[Extrait du texte]:
C’est à cela qu’on peut attribuer la divergence de leurs opinions quant à
la datation de la Lettre: selon les éléments qu’ils privilégient dans leurs
réécritures du texte, les exégètes peuvent proposer des dates
[imaginaires] de rédaction qui s’étalent de la fin du IIIème siècle avant
notre ère jusqu’au Ier siècle après. Cette façon d’interpréter le texte
en le réécrivant ne peut-être justifiée...

[Données fournies]:
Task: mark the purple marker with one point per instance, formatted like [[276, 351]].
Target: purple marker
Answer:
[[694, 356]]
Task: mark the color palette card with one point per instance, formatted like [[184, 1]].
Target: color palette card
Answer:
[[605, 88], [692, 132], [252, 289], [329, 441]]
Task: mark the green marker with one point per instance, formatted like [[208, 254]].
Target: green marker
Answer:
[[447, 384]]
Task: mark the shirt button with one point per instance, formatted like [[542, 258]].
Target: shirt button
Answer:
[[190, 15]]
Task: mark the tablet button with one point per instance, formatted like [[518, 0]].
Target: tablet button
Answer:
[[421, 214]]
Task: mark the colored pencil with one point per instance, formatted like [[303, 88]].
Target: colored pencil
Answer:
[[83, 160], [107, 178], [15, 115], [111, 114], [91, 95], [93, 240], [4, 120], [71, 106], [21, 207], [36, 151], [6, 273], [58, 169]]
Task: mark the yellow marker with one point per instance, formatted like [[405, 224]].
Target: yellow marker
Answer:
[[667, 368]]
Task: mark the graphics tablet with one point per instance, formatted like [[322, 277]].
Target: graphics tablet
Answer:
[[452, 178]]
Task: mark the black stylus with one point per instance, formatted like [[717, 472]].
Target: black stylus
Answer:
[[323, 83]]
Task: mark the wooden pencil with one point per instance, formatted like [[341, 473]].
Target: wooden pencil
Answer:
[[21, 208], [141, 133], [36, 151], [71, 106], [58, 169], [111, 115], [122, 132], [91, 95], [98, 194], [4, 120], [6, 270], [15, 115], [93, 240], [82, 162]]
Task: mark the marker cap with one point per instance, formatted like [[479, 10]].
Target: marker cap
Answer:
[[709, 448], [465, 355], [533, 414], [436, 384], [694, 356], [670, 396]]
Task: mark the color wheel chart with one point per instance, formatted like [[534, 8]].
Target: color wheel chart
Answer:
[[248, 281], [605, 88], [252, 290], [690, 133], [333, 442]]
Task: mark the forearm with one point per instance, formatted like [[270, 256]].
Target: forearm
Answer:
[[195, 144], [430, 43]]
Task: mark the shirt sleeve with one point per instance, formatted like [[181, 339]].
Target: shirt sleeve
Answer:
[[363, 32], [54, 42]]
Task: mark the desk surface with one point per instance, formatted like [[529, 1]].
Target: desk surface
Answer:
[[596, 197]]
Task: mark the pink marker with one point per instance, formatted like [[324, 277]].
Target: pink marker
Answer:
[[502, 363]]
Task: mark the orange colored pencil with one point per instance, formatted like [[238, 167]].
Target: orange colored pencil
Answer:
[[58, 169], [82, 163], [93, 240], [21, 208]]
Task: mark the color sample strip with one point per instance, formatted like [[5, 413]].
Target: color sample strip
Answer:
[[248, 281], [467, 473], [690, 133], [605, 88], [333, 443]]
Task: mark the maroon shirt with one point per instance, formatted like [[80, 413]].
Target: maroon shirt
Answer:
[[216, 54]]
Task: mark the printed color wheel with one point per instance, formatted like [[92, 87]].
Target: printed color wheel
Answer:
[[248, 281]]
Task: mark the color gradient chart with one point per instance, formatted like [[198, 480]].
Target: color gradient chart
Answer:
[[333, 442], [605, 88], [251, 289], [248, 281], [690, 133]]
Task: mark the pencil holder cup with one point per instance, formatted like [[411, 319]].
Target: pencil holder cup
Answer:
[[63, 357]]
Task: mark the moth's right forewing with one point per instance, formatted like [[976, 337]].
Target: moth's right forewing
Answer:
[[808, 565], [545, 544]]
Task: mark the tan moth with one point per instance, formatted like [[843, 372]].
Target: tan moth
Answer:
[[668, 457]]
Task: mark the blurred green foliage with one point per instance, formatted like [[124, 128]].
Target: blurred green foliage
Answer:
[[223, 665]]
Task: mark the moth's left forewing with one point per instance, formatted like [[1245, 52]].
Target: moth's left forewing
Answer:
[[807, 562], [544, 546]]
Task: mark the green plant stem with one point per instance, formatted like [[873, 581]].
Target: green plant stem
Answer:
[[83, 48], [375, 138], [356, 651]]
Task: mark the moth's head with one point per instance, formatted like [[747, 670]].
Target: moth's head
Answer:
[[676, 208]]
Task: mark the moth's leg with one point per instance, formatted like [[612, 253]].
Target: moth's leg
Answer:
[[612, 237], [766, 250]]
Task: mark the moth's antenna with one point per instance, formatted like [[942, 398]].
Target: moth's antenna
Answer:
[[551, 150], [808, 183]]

[Exercice proposé]:
Recopiez mot pour mot le passage de l'extrait sur la datation de la Lettre qui commence par les mots « C’est à cela » et s'achève sur « ne peut-être justifiée... ». La liste n'intervient en rien dans ce travail.

[Corrigé]:
C’est à cela qu’on peut attribuer la divergence de leurs opinions quant à
la datation de la Lettre: selon les éléments qu’ils privilégient dans leurs
réécritures du texte, les exégètes peuvent proposer des dates
[imaginaires] de rédaction qui s’étalent de la fin du IIIème siècle avant
notre ère jusqu’au Ier siècle après. Cette façon d’interpréter le texte
en le réécrivant ne peut-être justifiée...